━━━ SOURCE EXTRACT ━━━

Improves decompression speed when using cold dictionary

by triggering the prefetching decoder path (which used to be dedicated to long-range offsets only). Figures on my laptop : no content prefetch : ~300 MB/s (for reference) full content prefetch : ~325 MB/s (before this patch) new prefetch path : ~375 MB/s (after this patch) The benchmark speed is already significant, but another side-effect is that this version prefetch less data into memory, since it only prefetches what's needed, instead of the full dictionary. This is supposed to help highly active environments such as active databases, that can't be properly measured in benchmark environment (too clean). Also : fixed the largeNbDict test program which was working improperly when setting nbBlocks > nbFiles.
2025-11-22 00:10:22 -05:00 · 2018-11-08 17:00:23 -08:00 · 2018-11-08 17:00:23 -08:00 · 483759a3de
commit 483759a3de
parent 20fb9e7f36
5 changed files with 21 additions and 25 deletions
--- a/contrib/largeNbDicts/Makefile
+++ b/contrib/largeNbDicts/Makefile
@ -33,7 +33,7 @@ largeNbDicts: util.o bench.o datagen.o xxhash.o largeNbDicts.c $(LIBZSTD)

 .PHONY: $(LIBZSTD)
 $(LIBZSTD):
-	$(MAKE) -C $(LIBDIR) libzstd.a
+	$(MAKE) -C $(LIBDIR) libzstd.a CFLAGS="$(CFLAGS)"

━━━ EXTRACTED ENTRIES ━━━

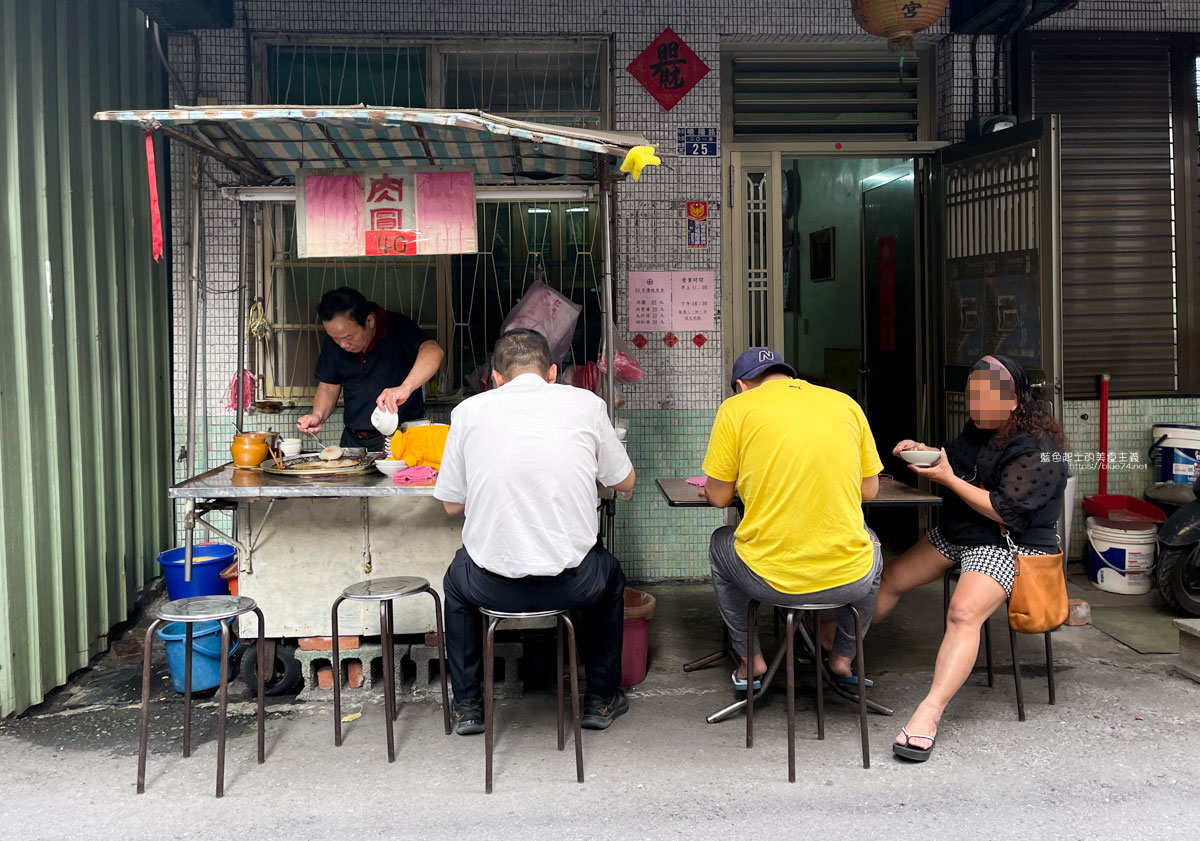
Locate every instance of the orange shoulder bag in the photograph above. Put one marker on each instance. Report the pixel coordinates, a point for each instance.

━━━
━━━ EXTRACTED ENTRIES ━━━

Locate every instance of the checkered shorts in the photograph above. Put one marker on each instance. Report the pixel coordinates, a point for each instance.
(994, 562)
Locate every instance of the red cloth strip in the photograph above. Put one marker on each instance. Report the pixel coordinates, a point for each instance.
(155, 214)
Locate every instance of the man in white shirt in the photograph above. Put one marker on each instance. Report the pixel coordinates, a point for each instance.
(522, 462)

━━━
━━━ EXTRACTED ENTRIES ━━━

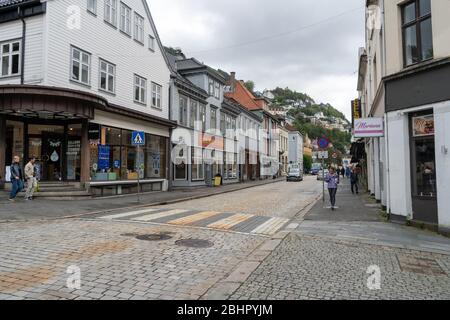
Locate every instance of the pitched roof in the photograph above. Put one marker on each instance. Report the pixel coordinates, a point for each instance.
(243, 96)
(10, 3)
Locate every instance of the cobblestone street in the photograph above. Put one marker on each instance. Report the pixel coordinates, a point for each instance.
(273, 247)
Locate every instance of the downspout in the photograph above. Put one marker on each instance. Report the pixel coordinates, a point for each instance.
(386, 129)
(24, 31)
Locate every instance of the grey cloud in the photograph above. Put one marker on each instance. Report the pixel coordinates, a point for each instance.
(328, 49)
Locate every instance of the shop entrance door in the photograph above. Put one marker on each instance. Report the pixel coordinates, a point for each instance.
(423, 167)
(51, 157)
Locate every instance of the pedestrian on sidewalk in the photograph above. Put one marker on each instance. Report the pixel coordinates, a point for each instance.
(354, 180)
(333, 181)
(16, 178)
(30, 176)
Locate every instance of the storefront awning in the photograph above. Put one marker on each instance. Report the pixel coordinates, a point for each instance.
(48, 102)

━━━

▸ **GIVEN PROBLEM**
Can you write out the commit text above again, everything from "2025-11-22 00:10:22 -05:00" down to "xxhash.o largeNbDicts.c $(LIBZSTD)", with "Makefile" changed to "GNUmakefile"?

▸ **ANSWER TO THIS TASK**
2025-11-22 00:10:22 -05:00 · 2018-11-08 17:00:23 -08:00 · 2018-11-08 17:00:23 -08:00 · 483759a3de
commit 483759a3de
parent 20fb9e7f36
5 changed files with 21 additions and 25 deletions
--- a/contrib/largeNbDicts/GNUmakefile
+++ b/contrib/largeNbDicts/GNUmakefile
@ -33,7 +33,7 @@ largeNbDicts: util.o bench.o datagen.o xxhash.o largeNbDicts.c $(LIBZSTD)